▸ **The request**: Reproduce the listing from the line with "Mark one point on each instance of the wispy" up to and including the line with "pixel 65 103", swapping "wispy white cloud" for "feathery white cloud" and leaving all else as it is. Return only those lines.

▸ **Records to process**:
____

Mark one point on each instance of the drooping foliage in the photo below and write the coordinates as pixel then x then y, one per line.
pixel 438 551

____

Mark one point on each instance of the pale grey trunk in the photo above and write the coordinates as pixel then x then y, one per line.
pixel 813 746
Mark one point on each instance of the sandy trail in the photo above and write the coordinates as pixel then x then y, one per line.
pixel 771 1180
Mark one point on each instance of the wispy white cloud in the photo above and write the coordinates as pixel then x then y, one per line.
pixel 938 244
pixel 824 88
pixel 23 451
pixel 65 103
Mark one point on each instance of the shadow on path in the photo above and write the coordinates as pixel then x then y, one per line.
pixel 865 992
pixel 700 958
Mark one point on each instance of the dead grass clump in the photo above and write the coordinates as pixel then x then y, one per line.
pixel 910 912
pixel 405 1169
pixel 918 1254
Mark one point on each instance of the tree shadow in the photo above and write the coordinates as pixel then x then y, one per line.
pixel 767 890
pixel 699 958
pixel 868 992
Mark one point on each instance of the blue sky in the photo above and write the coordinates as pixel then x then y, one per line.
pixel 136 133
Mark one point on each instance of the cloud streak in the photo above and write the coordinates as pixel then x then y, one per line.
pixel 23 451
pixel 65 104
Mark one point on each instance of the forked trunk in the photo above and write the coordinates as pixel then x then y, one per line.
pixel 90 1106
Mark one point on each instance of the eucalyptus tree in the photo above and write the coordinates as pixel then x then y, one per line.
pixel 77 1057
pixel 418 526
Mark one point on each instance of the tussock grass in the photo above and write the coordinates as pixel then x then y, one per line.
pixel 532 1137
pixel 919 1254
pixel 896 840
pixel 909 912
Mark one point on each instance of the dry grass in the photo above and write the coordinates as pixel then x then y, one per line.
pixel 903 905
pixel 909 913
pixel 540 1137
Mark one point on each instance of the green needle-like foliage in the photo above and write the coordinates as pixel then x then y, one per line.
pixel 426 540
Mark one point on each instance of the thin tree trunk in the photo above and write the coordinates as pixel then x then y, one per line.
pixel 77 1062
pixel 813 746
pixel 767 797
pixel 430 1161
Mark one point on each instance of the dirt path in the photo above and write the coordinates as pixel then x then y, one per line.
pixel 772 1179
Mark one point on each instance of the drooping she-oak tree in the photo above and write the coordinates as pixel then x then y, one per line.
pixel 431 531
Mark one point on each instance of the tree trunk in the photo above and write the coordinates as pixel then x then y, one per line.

____

▸ **Solution to this exercise**:
Mark one point on each instance of the feathery white cloud in the photo above and write the coordinates as pixel then x then y, one per line.
pixel 938 244
pixel 824 88
pixel 23 451
pixel 65 103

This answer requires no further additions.